Point localization data
......

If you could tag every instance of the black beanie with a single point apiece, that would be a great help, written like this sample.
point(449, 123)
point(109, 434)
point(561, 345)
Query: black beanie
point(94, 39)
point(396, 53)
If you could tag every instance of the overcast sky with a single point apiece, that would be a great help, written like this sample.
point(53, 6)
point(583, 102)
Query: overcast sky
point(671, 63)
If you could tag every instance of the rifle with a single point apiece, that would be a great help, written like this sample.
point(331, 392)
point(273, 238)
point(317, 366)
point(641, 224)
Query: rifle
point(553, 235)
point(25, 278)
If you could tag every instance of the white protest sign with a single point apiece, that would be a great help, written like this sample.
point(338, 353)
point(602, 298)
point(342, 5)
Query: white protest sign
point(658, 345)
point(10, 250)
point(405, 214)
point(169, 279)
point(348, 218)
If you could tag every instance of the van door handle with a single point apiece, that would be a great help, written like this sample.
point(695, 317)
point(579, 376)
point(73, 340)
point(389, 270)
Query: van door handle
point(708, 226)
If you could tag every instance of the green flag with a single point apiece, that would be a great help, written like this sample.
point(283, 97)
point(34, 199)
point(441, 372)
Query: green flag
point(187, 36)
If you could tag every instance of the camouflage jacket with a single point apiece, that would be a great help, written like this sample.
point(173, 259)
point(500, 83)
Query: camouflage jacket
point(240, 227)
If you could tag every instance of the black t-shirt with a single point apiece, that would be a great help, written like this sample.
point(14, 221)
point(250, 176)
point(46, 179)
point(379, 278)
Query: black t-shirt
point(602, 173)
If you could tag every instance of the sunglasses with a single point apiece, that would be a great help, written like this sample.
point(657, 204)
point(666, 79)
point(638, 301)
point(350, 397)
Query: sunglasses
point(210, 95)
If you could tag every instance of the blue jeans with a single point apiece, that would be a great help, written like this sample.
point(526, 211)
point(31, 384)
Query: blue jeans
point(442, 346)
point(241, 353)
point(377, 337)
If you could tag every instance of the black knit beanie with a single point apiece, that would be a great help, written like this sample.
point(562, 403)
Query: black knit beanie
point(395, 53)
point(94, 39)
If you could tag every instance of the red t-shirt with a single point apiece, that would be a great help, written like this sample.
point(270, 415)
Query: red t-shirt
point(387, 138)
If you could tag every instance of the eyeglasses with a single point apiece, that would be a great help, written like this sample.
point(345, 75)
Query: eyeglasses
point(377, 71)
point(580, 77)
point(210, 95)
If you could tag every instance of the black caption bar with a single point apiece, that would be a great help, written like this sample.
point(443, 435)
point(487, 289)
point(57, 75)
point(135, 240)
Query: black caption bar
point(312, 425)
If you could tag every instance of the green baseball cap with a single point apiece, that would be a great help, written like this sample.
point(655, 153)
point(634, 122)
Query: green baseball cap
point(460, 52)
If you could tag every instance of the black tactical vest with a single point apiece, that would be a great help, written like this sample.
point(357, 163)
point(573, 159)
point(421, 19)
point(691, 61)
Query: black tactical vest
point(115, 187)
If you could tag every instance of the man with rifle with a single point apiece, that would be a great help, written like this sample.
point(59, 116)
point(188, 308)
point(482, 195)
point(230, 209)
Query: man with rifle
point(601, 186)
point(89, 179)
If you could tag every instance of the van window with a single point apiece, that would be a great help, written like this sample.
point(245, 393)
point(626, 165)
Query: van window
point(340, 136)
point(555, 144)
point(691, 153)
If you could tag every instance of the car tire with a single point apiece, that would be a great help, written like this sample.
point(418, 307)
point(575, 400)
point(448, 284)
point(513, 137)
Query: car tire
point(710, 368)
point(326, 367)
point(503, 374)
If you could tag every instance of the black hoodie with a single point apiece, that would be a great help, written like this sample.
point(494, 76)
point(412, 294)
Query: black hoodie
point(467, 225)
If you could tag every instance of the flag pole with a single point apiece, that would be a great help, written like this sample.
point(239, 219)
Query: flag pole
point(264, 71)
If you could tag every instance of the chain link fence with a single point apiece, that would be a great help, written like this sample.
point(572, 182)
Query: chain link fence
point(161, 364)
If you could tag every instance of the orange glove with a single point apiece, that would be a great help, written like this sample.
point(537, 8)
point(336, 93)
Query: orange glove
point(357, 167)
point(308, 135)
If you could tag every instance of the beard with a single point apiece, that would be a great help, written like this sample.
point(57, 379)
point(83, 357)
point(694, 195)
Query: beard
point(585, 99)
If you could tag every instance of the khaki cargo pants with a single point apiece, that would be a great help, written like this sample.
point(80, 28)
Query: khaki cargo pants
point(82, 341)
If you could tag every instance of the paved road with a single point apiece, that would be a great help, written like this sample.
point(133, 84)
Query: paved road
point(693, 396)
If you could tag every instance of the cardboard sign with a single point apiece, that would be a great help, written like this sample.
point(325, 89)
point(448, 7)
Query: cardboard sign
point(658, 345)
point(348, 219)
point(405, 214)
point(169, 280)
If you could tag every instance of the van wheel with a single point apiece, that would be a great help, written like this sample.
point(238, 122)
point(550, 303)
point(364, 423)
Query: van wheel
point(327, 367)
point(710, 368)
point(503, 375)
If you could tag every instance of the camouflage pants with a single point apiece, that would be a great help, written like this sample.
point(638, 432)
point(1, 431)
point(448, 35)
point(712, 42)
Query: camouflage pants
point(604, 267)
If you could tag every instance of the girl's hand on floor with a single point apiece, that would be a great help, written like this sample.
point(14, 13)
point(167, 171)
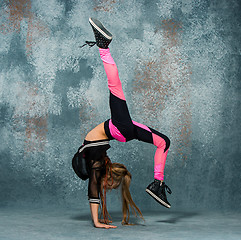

......

_WHAT THE TASK ASKS_
Drop every picture and repeat the rest of the entries exactly.

_SOLUTION FOR THIS PROBLEM_
If you could tag every instance of the black beanie with a single point apiece, that would be a great help, written like this sample.
point(449, 123)
point(109, 434)
point(561, 345)
Query: black beanie
point(94, 39)
point(396, 53)
If you could tag every instance of the overcast sky with a single point apiece, that would be a great help, written like this sample.
point(53, 6)
point(583, 102)
Query: overcast sky
point(671, 63)
If you could tag every instance of the rifle with a single point apiece, that would be a great help, written like this sample.
point(331, 392)
point(273, 238)
point(317, 366)
point(641, 224)
Query: rifle
point(553, 235)
point(25, 278)
If you could tag every instance of the white protest sign with a single point apiece, that would be a great help, written like this sample.
point(338, 353)
point(602, 298)
point(342, 5)
Query: white protest sign
point(658, 345)
point(10, 250)
point(405, 214)
point(169, 279)
point(348, 218)
If you could tag every instance of the van door handle with a single point apiece, that would be a great help, written like this sample.
point(695, 317)
point(579, 376)
point(73, 340)
point(389, 270)
Query: van door handle
point(708, 226)
If you could tag every instance of the green flag with a single point apiece, that would be a great help, written like this sample.
point(283, 97)
point(34, 199)
point(441, 372)
Query: green flag
point(187, 36)
If you could tag every instance of the camouflage jacket with a single point apiece, that would be a great help, written like this sample.
point(173, 259)
point(500, 83)
Query: camouflage jacket
point(240, 227)
If you could tag every instance of the black t-shirt with a single point apiece, that would be a great help, written like this sample.
point(14, 221)
point(250, 176)
point(46, 179)
point(379, 278)
Query: black t-shirt
point(602, 173)
If you could tag every instance of the sunglasses with a single point apiece, that would be a great help, written like this sample.
point(657, 204)
point(666, 79)
point(638, 301)
point(350, 397)
Query: sunglasses
point(210, 95)
If you could tag every instance of the blue jeans with a single point apiece, that would be a great help, written like this sample.
point(526, 211)
point(31, 384)
Query: blue jeans
point(442, 346)
point(241, 353)
point(377, 337)
If you could tag every instance of the black knit beanie with a single point apiece, that would be a great help, written like this sample.
point(562, 403)
Query: black knit beanie
point(395, 53)
point(94, 39)
If you could tag every instance of the red t-shirt with a single point apiece, that would be a great help, written like this sample.
point(270, 415)
Query: red t-shirt
point(387, 138)
If you could tag every instance of the eyeglasses with a single point apiece, that would be a great help, written like this sample.
point(345, 75)
Query: eyeglasses
point(377, 71)
point(580, 77)
point(210, 95)
If you could tag every instance of the black caption bar with a single point apiece, that would be a great help, written like this sample.
point(443, 435)
point(487, 289)
point(57, 75)
point(135, 240)
Query: black caption bar
point(312, 425)
If you could tag every instance of the green baseball cap with a single point apiece, that would be a great help, written like this sample.
point(655, 153)
point(634, 122)
Query: green baseball cap
point(460, 52)
If you could tag every instance of the black tactical vest with a single point apiece, that would be a great help, written like this sample.
point(357, 163)
point(573, 159)
point(421, 19)
point(691, 61)
Query: black tactical vest
point(115, 187)
If you could tag every instance of the man with rifle with a single point apiece, that would be a great help, written like this sample.
point(59, 116)
point(188, 308)
point(482, 195)
point(230, 209)
Query: man with rifle
point(601, 186)
point(89, 179)
If you could tag every instance of the van window with a single point apiece, that would be a great help, written like this sample.
point(245, 393)
point(626, 165)
Query: van window
point(340, 136)
point(555, 144)
point(691, 153)
If you could tag every instance of the car tire with a single point apiece, that would be a great help, written like this sample.
point(418, 307)
point(575, 400)
point(448, 284)
point(513, 137)
Query: car tire
point(710, 368)
point(326, 367)
point(503, 374)
If you could tag every instance of the black hoodie with a single point apiece, that would be a great help, written like this sample.
point(494, 76)
point(412, 294)
Query: black hoodie
point(467, 225)
If you could tag every instance of the flag pole with a single point apiece, that would be a great help, written like this sample.
point(239, 219)
Query: flag pole
point(264, 71)
If you could tag every instance of the chain link fence with a single point apiece, that would be a great help, written like this sample.
point(572, 182)
Query: chain link fence
point(161, 364)
If you could tag every instance of the orange glove with a single point apiece, that would be a great help, written like this sample.
point(537, 8)
point(336, 93)
Query: orange glove
point(357, 167)
point(308, 135)
If you could tag every instance of the beard with a single point apiece, that would be a great help, written like this sample.
point(57, 379)
point(83, 357)
point(694, 195)
Query: beard
point(585, 99)
If you could tag every instance of the khaki cargo pants with a single point apiece, that would be a great help, written like this sample.
point(80, 28)
Query: khaki cargo pants
point(82, 341)
If you could tag every instance of the paved road with a single point apiece, that would be a great help, written like this sample.
point(133, 84)
Query: paved road
point(693, 396)
If you could tag every instance of the cardboard sign with a single point apiece, that would be a great help, written like this sample.
point(325, 89)
point(448, 7)
Query: cardboard sign
point(658, 345)
point(348, 219)
point(405, 214)
point(169, 280)
If you could tag every instance of the van wheel with a single point apiece, that would be a great help, written like this sample.
point(238, 122)
point(550, 303)
point(364, 423)
Query: van wheel
point(327, 367)
point(710, 368)
point(503, 375)
If you could tag every instance of the camouflage pants with a single point apiece, that would be a great help, written like this sample.
point(638, 432)
point(1, 431)
point(448, 35)
point(712, 42)
Query: camouflage pants
point(604, 267)
If you could tag every instance of the girl's hand on floor with a single point apiece, that would be a great help, written like this sample.
point(14, 13)
point(167, 171)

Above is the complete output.